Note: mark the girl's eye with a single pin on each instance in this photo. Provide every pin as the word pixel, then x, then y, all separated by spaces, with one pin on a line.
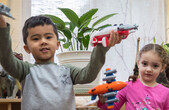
pixel 48 37
pixel 35 39
pixel 155 66
pixel 144 64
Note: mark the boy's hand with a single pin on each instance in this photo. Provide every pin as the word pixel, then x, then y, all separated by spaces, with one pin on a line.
pixel 2 21
pixel 114 38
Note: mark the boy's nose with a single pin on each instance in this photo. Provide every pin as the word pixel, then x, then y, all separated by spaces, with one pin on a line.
pixel 43 41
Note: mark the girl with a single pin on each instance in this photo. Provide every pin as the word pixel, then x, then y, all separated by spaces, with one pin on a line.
pixel 142 91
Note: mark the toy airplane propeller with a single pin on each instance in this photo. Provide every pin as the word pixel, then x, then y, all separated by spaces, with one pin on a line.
pixel 123 31
pixel 109 89
pixel 5 11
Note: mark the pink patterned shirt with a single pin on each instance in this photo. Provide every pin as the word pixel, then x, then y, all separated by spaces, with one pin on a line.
pixel 137 96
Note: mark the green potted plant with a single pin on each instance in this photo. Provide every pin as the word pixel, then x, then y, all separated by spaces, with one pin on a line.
pixel 77 31
pixel 76 35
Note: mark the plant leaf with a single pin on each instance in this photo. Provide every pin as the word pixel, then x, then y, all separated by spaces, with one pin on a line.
pixel 71 15
pixel 103 19
pixel 88 15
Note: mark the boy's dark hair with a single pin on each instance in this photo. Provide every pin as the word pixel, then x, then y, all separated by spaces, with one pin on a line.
pixel 36 21
pixel 164 76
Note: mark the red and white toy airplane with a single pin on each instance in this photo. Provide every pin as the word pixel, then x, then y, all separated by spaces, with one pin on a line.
pixel 123 31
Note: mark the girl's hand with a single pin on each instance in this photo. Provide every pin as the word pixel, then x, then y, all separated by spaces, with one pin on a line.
pixel 114 38
pixel 101 98
pixel 2 21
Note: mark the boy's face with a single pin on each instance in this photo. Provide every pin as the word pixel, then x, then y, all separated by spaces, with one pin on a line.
pixel 150 66
pixel 42 43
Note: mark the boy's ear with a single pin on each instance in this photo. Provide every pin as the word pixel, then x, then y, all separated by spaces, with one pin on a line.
pixel 58 44
pixel 27 49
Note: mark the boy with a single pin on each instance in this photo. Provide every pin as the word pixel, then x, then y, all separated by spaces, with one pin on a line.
pixel 46 85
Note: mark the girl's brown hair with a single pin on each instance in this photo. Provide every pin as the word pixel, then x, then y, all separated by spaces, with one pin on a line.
pixel 164 76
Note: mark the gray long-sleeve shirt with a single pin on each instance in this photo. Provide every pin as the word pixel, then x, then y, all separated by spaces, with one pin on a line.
pixel 48 86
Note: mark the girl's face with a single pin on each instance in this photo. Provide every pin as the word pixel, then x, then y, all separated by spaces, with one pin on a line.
pixel 150 66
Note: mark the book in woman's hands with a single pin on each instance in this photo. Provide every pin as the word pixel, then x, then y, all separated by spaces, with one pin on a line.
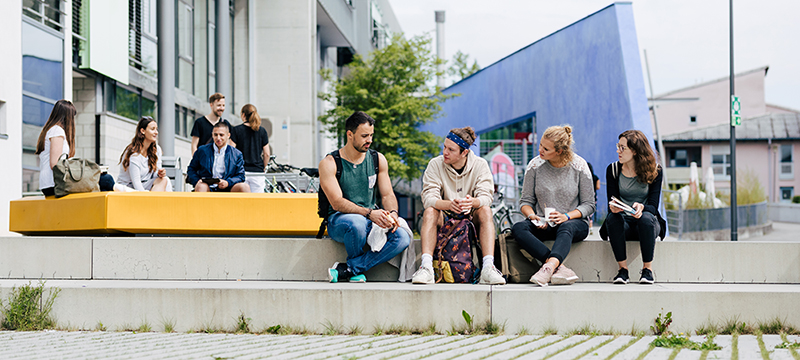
pixel 621 205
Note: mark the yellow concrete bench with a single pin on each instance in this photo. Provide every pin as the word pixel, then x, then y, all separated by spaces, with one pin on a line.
pixel 167 213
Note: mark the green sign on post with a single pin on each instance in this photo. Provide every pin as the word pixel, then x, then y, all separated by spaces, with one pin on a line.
pixel 736 108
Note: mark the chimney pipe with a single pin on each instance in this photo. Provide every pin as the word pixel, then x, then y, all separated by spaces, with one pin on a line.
pixel 440 47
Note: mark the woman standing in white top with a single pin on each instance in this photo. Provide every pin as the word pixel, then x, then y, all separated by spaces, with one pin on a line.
pixel 140 163
pixel 57 138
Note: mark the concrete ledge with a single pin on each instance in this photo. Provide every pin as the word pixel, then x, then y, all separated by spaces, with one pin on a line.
pixel 306 259
pixel 175 258
pixel 167 213
pixel 623 307
pixel 315 306
pixel 48 258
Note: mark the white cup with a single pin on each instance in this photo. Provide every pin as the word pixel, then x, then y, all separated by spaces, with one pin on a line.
pixel 547 212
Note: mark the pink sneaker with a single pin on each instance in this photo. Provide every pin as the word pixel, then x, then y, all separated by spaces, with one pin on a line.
pixel 564 276
pixel 542 277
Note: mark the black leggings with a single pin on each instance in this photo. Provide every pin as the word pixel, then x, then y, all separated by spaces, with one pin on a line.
pixel 530 238
pixel 644 229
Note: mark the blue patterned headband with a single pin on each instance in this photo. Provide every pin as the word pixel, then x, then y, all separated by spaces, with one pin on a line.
pixel 458 140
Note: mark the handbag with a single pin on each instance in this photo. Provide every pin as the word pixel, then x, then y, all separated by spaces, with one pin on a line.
pixel 515 263
pixel 75 175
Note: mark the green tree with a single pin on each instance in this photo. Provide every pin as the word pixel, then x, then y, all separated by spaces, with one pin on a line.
pixel 392 86
pixel 461 68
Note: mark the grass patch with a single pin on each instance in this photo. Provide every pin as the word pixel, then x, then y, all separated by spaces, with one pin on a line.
pixel 27 309
pixel 168 325
pixel 242 324
pixel 683 342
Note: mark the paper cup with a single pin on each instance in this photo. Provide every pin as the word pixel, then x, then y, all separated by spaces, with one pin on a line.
pixel 547 212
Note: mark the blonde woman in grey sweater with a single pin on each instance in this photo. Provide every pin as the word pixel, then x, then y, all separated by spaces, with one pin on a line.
pixel 557 182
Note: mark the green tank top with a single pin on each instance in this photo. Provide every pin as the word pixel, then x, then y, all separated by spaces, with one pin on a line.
pixel 358 183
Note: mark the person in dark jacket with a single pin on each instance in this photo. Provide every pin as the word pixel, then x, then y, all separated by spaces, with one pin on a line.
pixel 217 166
pixel 633 183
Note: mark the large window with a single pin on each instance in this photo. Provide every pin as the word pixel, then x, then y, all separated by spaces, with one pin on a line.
pixel 185 46
pixel 142 36
pixel 721 161
pixel 129 102
pixel 787 165
pixel 46 12
pixel 684 156
pixel 42 78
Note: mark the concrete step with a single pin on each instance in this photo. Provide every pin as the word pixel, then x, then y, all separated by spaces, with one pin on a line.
pixel 306 259
pixel 127 345
pixel 319 307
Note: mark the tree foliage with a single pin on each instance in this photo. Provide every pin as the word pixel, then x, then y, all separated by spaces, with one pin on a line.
pixel 460 67
pixel 392 86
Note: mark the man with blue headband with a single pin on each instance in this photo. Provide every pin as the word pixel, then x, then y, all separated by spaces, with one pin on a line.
pixel 458 182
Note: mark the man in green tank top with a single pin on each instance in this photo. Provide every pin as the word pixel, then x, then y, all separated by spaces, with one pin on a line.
pixel 352 198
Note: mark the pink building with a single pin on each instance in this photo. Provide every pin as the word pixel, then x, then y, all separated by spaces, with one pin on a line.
pixel 695 127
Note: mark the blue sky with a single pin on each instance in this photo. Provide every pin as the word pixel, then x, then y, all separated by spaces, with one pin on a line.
pixel 686 40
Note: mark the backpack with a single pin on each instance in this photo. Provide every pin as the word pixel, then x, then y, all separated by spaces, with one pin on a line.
pixel 452 261
pixel 323 205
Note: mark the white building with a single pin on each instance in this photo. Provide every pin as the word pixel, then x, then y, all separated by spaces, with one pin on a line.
pixel 695 127
pixel 106 57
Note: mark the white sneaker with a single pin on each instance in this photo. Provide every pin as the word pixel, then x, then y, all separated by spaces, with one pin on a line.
pixel 424 275
pixel 492 276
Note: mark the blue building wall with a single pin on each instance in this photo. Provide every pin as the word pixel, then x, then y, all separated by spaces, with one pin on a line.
pixel 587 74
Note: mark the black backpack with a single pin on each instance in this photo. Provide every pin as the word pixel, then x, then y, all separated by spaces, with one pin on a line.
pixel 323 205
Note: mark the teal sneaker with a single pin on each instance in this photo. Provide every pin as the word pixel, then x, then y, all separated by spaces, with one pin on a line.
pixel 358 278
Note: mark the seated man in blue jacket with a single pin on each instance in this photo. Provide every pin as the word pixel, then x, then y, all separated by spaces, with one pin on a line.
pixel 217 166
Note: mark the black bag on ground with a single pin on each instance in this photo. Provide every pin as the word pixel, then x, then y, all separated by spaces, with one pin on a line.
pixel 514 262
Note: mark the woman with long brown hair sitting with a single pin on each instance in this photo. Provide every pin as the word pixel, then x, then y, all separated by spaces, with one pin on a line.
pixel 140 164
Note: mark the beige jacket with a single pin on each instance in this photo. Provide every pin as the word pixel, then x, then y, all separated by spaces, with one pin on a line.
pixel 442 182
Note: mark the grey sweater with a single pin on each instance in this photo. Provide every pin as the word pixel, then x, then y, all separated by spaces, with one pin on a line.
pixel 565 189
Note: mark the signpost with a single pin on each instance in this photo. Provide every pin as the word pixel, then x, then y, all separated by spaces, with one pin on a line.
pixel 736 108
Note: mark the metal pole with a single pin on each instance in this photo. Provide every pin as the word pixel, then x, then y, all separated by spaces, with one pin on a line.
pixel 440 47
pixel 734 215
pixel 166 76
pixel 665 182
pixel 223 54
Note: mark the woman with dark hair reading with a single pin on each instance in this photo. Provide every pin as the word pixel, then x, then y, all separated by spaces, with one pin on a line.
pixel 140 163
pixel 252 140
pixel 558 199
pixel 57 138
pixel 634 190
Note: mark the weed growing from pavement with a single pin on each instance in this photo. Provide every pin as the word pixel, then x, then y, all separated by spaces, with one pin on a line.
pixel 169 325
pixel 683 342
pixel 100 326
pixel 242 324
pixel 662 323
pixel 27 308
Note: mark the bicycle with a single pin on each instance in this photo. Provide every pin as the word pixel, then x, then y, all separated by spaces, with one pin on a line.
pixel 504 217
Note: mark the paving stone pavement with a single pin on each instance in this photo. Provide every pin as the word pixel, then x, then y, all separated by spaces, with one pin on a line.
pixel 126 345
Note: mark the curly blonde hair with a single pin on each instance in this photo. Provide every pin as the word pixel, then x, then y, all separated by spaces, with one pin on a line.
pixel 561 136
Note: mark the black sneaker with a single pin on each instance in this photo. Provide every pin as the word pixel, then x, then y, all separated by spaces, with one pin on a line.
pixel 339 272
pixel 647 277
pixel 622 277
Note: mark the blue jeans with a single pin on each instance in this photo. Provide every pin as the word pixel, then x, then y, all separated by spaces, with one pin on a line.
pixel 352 230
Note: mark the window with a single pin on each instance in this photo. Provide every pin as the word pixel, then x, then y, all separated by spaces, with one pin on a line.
pixel 47 12
pixel 721 162
pixel 683 157
pixel 787 166
pixel 130 102
pixel 185 46
pixel 787 193
pixel 142 38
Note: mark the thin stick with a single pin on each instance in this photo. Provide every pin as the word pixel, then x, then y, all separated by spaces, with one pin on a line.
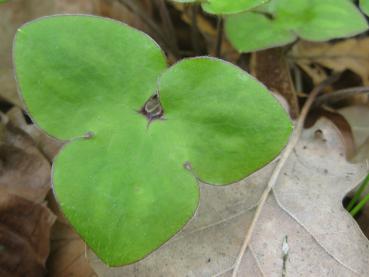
pixel 282 161
pixel 220 31
pixel 195 29
pixel 340 95
pixel 358 194
pixel 168 26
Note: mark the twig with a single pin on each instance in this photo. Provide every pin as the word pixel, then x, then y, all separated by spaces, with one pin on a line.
pixel 168 26
pixel 340 95
pixel 195 29
pixel 282 161
pixel 285 250
pixel 135 8
pixel 220 31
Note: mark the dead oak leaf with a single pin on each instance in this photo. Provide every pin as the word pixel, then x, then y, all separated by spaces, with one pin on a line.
pixel 306 206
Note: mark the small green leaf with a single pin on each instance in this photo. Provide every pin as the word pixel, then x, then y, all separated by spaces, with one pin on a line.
pixel 280 21
pixel 132 184
pixel 364 5
pixel 223 7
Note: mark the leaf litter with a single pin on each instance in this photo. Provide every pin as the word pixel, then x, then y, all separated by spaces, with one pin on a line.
pixel 306 205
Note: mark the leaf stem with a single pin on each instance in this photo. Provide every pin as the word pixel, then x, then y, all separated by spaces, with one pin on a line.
pixel 282 161
pixel 220 31
pixel 355 209
pixel 195 29
pixel 168 26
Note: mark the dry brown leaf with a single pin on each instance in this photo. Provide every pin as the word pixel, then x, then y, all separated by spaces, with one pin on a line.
pixel 47 145
pixel 15 13
pixel 358 117
pixel 271 68
pixel 306 206
pixel 24 236
pixel 351 54
pixel 68 250
pixel 24 171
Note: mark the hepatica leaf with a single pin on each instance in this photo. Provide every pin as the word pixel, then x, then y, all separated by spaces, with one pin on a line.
pixel 132 184
pixel 364 5
pixel 226 6
pixel 281 21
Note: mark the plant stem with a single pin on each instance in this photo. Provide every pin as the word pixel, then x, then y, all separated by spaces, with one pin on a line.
pixel 282 161
pixel 220 31
pixel 361 204
pixel 195 29
pixel 358 193
pixel 168 26
pixel 135 8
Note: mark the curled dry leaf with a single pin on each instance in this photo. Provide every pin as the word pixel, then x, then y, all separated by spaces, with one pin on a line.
pixel 349 54
pixel 24 236
pixel 46 144
pixel 306 206
pixel 24 171
pixel 271 68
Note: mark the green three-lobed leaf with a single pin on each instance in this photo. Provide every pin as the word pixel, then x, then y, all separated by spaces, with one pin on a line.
pixel 283 21
pixel 131 185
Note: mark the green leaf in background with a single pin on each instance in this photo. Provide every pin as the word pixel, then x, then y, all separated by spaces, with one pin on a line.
pixel 230 7
pixel 281 21
pixel 131 186
pixel 364 5
pixel 222 7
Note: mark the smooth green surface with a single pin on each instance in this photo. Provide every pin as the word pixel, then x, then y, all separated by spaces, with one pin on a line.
pixel 364 5
pixel 126 190
pixel 280 21
pixel 223 7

▸ **What this task involves**: Copy the rows above word for word, starting at the line that contains "Note: mark the green three-lobed" and continuing through the last line of the rows, with both ends included.

▸ **Right answer**:
Note: mark the green three-lobed leaf with a single pin on each instance in this photo. Provide every pin as the word pixel, then x, then y, all separated by spaces, with one pin on a line.
pixel 283 21
pixel 131 185
Note: mark the green leaf in background with a single pin on each instance in this photo. Provide every pin as the word pixel, then x, then y, all separated by spaces, with one pin on a line.
pixel 230 7
pixel 281 21
pixel 131 186
pixel 364 5
pixel 222 7
Note: mark the smooth green surface with a single pin on each instance in this photo. Provide every pin as the word pixel, then x, then y, all separated by spaces, with one pin on a line.
pixel 364 5
pixel 126 190
pixel 280 21
pixel 223 7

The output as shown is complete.